_TEKS SUMBER_:
★ ★ ★ ★ ★ ★ ★

Dari konsep 3 surah tersebut kemudian K.H Ahmad Dahlan mengajarkan kepada para santrinya untuk menjadi muslim yang tidak hanya cakap pada ranah Keimanan atau spritualitas, tapi juga cakap pada ranah Pikir atau Intelektualitas dan kesemuanya dibuktikan pada ranah gerakan Kemanusiaan.

Proses berpikir K.H Ahmad Dahlan tentang 3 ranah diatas bermuara pada tujuan Muhammadiyah yaitu “Masyarakat Islam yang sebenar benarnya” hal ini diatur pada Anggaran Dasar Muhammadiyah Bab 3 Pasal 6.  Apa hubungan Tujuan Muhammadiyah dan Pemikiran K.H. Ahmad Dahlan?. Farid Ma’ruf pada Muktamar Muhammadiyah ke-33 di Palembang menjelaskan “masyarakat islam adalah golongan manusia yang mencerminkan untuk berbakti kepada Allah”. Proses berpikir K.H Ahmad Dahlan tentang “perkumpulan yang menyeru kepada yang ma’ruf dan menjauhi yang mungkar” dan “masyarakat islam” bagaikan anak tangga. Ali Imran 104 adalah dasarnya dan Ali Imran 110 adalah pijakan terakhir menuju tujuan Muhammadiyah yaitu masyarakat Islam.

Tujuan Muhammadiyah, kemudian diImplementasikan dalam bentuk proses perkaderan dalam lingkup persyarikatan. Perkaderan adalah proses pembentukan secara terstruktur dalam organisasi. Hasil dari perkaderan disebut sebagai kader. Kader dalam bahasa perancis disebut sebagai les cadre yang berarti anggota inti yang menjadi bagian terpilih dalam lingkup dan lingkungan Pimpinan serta mendampingi sekalian Kepemimpinan. Kader inilah yang kemudian menjadi anak panah Muhammadiyah dalam mengemban misi dakwah.

★ ★ ★ ★ ★ ★ ★

_URAIAN TUGAS_: Menurut teks sumber, pada bagian mana dari Anggaran Dasar Muhammadiyah tujuan Muhammadiyah diatur?

★ ★ ★ ★ ★ ★ ★

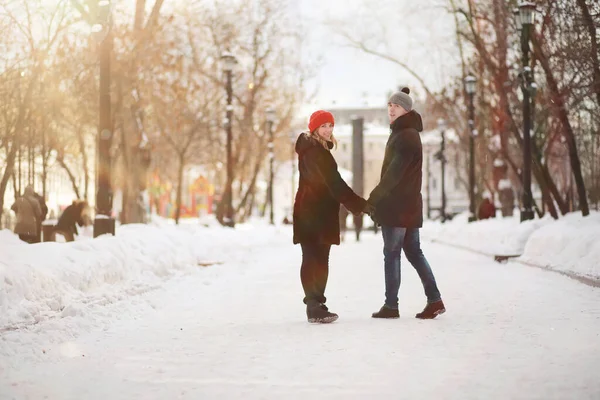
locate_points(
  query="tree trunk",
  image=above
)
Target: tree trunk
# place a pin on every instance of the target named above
(561, 112)
(179, 189)
(250, 191)
(84, 164)
(591, 27)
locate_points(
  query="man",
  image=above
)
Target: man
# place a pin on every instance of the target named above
(72, 215)
(399, 208)
(29, 213)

★ ★ ★ ★ ★ ★ ★

_JAWABAN TUGAS_: Tujuan Muhammadiyah diatur dalam Anggaran Dasar Muhammadiyah Bab 3 Pasal 6.